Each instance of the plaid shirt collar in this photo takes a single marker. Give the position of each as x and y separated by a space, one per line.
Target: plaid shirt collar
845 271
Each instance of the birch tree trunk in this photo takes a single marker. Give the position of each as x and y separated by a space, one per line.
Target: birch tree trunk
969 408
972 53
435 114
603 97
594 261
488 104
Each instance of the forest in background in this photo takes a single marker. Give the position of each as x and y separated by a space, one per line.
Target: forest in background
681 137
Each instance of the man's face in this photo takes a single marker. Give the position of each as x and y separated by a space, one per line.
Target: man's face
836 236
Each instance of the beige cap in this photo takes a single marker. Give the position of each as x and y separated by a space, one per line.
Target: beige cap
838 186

○ ○ ○

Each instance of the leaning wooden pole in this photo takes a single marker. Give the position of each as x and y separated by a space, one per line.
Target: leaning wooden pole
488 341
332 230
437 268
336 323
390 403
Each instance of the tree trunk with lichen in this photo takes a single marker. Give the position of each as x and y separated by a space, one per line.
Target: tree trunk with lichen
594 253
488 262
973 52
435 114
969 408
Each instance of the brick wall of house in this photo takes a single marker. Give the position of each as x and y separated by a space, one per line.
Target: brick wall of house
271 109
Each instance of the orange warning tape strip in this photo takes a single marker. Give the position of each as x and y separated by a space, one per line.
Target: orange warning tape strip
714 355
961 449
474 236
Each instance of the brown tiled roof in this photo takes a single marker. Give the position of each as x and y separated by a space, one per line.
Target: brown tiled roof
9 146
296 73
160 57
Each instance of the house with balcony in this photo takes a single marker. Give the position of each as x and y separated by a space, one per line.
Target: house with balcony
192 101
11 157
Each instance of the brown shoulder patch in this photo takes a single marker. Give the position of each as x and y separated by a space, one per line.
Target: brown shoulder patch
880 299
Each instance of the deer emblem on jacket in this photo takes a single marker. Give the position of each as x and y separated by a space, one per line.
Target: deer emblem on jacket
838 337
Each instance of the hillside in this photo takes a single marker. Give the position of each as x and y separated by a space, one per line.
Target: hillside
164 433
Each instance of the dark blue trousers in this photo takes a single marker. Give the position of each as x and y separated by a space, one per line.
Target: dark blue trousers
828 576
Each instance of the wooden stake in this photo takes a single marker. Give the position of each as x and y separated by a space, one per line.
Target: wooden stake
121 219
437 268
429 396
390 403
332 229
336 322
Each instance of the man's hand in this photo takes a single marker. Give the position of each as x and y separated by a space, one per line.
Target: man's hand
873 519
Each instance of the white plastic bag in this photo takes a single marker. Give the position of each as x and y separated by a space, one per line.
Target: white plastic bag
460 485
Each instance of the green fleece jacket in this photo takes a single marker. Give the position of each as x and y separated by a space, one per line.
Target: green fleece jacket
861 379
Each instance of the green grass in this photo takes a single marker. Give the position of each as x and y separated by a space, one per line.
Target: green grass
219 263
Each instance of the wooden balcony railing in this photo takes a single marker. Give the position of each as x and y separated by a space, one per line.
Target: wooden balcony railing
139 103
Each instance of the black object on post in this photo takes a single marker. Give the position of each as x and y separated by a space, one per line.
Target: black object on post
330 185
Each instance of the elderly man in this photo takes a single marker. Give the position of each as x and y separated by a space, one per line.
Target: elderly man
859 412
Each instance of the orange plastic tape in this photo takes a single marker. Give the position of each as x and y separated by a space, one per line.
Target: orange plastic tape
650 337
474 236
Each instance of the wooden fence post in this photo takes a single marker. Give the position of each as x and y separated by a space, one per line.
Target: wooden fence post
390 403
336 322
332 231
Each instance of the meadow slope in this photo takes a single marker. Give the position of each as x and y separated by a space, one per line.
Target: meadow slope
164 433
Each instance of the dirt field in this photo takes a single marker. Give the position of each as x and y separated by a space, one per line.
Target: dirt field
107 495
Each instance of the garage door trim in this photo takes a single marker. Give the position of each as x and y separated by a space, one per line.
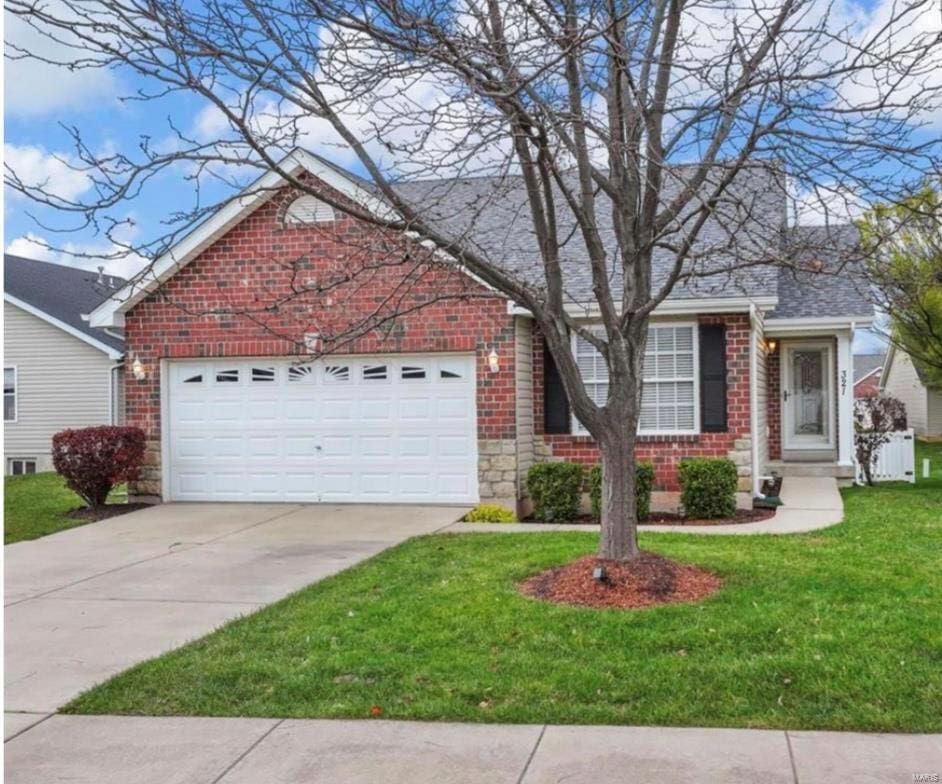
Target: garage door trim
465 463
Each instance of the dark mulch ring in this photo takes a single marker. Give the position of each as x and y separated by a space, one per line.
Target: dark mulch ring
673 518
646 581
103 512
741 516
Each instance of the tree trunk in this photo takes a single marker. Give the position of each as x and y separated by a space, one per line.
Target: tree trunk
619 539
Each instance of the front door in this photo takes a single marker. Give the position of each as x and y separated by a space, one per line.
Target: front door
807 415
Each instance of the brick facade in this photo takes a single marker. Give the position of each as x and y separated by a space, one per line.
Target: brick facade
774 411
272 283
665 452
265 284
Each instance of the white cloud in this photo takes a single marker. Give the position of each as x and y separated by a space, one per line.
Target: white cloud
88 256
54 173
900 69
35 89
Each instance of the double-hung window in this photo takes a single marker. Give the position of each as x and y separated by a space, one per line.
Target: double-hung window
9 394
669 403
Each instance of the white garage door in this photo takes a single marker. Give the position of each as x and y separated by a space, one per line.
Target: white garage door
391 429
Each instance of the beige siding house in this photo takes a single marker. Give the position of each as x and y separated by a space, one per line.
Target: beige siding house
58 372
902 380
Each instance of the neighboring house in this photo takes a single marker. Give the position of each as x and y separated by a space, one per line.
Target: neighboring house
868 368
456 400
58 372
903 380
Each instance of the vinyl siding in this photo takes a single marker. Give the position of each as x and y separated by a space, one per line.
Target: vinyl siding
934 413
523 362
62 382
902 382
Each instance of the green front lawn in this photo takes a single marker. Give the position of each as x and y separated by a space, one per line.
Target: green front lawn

○ ○ ○

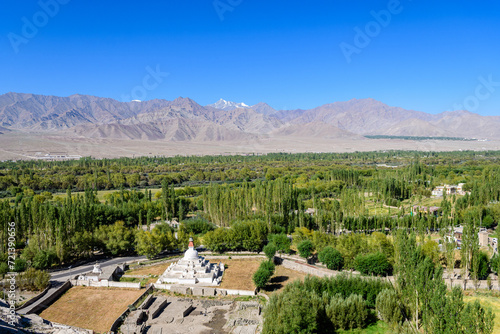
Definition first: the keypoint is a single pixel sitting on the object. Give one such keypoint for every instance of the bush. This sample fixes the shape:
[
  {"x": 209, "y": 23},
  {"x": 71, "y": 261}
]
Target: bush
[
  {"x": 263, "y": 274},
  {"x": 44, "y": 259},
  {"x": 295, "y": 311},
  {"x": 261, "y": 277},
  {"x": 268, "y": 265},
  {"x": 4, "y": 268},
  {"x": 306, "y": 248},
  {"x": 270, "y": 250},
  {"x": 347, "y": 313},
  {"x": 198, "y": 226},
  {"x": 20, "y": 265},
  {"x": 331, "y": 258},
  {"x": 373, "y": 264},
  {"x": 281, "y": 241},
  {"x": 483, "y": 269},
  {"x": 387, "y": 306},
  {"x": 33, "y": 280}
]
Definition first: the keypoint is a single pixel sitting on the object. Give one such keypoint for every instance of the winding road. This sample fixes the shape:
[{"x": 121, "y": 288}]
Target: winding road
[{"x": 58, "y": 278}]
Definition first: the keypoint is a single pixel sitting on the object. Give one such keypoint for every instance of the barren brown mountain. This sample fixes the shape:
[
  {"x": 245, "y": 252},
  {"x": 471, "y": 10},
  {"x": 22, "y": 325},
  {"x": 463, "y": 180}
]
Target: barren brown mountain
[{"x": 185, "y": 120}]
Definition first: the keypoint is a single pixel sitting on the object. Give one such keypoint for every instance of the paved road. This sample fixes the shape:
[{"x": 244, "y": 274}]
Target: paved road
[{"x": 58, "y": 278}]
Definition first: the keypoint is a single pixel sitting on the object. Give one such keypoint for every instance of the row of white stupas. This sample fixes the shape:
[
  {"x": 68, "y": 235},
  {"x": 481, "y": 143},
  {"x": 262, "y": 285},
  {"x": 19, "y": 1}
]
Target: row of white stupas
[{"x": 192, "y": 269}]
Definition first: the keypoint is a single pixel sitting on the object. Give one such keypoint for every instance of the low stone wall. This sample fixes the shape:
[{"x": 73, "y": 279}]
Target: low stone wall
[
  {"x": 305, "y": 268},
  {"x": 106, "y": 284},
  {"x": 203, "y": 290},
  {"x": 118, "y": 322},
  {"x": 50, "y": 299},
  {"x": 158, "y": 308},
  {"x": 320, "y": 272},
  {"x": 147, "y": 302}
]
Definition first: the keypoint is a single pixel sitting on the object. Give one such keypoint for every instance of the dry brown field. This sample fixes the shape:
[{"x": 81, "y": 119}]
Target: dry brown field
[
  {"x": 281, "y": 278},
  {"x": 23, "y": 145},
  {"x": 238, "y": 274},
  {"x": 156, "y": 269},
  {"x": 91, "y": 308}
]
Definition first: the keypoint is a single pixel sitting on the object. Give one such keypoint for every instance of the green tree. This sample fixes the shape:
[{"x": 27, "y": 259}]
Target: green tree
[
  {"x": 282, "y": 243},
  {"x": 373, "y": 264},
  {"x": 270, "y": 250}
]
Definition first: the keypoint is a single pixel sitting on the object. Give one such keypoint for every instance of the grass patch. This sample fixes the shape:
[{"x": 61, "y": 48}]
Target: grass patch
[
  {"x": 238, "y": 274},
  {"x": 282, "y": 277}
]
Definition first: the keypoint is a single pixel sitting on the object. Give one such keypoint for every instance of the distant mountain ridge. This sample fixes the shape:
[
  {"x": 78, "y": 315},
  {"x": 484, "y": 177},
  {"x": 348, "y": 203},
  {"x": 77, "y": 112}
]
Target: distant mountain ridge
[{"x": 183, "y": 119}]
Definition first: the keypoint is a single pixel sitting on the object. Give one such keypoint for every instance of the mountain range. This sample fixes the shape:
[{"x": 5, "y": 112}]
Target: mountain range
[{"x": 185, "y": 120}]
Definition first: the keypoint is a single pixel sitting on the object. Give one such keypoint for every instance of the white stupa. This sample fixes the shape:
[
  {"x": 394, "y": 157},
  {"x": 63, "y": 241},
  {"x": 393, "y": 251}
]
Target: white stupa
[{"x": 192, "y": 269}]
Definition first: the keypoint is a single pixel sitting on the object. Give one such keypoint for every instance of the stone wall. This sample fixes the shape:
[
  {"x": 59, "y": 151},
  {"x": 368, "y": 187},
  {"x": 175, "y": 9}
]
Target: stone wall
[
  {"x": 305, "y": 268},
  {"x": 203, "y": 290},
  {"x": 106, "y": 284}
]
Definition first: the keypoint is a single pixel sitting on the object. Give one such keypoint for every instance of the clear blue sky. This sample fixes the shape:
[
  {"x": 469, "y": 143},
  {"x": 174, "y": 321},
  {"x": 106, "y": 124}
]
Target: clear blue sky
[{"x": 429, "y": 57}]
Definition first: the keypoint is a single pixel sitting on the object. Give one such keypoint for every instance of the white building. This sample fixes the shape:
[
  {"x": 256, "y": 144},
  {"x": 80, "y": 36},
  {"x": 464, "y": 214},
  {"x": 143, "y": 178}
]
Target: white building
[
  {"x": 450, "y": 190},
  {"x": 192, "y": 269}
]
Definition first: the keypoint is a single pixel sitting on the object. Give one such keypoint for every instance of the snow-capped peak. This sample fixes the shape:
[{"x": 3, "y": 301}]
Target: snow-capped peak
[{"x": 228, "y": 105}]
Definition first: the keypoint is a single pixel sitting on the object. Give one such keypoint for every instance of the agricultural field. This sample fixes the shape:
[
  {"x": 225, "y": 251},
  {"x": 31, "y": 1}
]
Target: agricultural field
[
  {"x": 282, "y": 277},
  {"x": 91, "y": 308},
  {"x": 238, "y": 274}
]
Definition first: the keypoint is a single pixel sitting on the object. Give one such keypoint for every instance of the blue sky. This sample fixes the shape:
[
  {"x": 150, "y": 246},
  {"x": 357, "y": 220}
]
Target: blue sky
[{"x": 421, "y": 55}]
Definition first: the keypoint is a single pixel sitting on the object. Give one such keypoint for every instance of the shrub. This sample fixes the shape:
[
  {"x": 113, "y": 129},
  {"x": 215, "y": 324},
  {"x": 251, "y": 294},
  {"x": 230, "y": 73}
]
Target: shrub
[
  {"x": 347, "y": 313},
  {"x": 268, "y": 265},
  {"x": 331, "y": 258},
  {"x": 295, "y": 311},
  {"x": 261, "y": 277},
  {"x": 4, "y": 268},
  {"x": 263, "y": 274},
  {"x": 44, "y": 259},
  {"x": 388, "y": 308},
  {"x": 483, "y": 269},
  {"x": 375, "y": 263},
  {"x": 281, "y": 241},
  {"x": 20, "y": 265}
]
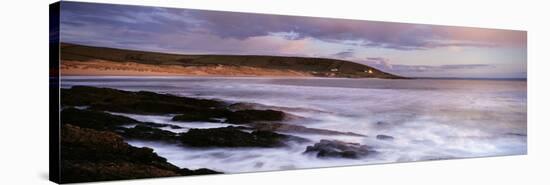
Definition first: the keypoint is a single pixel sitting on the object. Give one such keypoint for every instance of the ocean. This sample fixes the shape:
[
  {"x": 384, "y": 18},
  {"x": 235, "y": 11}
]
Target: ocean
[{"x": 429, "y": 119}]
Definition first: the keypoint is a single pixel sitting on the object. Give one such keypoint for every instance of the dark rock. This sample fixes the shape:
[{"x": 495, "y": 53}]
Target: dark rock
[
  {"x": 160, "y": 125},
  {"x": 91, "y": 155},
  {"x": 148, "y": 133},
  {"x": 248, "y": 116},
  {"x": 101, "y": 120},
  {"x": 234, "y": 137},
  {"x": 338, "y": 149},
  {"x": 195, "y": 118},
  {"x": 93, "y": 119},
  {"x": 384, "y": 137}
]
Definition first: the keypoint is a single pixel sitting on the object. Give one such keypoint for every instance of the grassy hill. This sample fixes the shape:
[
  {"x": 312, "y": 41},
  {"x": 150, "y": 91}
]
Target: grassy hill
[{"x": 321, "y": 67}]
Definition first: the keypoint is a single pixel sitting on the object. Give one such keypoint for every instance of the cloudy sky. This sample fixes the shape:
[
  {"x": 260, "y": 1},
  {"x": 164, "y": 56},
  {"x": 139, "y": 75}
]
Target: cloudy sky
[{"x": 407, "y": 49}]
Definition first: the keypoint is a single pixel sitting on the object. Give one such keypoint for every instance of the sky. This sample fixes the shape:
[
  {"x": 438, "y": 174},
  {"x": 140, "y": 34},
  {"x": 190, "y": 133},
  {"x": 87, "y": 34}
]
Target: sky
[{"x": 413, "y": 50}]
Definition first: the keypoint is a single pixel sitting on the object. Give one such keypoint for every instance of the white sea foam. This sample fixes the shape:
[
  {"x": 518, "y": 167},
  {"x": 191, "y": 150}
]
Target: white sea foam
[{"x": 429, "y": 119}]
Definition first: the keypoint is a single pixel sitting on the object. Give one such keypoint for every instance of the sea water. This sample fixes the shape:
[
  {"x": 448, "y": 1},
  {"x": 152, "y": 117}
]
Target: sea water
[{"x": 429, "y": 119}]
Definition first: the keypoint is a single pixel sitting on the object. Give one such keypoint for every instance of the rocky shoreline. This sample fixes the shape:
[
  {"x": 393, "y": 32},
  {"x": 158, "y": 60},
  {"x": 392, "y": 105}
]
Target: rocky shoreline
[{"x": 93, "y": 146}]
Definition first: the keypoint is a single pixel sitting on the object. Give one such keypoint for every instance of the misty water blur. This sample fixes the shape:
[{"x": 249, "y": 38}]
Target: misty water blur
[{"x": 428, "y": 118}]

○ ○ ○

» WHAT YOU HAVE TO DO:
Search the records above for the string "lawn". Report each line that has it.

» YOUR RESPONSE:
Each instance of the green front lawn in this photo takes a single marker. Give the position of each as x and y separated by a space, one per line.
Target: green front lawn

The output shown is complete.